↓↓↓

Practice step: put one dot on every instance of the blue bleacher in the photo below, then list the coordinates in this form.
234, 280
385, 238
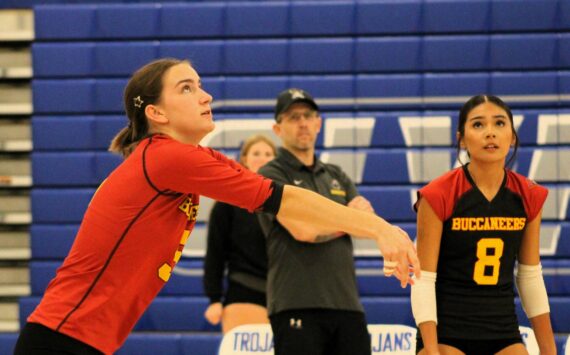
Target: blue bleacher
281, 56
296, 18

↑↑↑

> [GIVEN EXERCISE]:
In the records, change "bleacher" to "bench" wherever it occurs and write them out again with everything else the same. Leave the pictures out.

> [WRITTEN RESPONSE]:
Practice step: put one dot on every instance of the blue bench in the photo below, then list the coordinates in this form.
234, 280
385, 238
Target: blue bench
281, 56
296, 18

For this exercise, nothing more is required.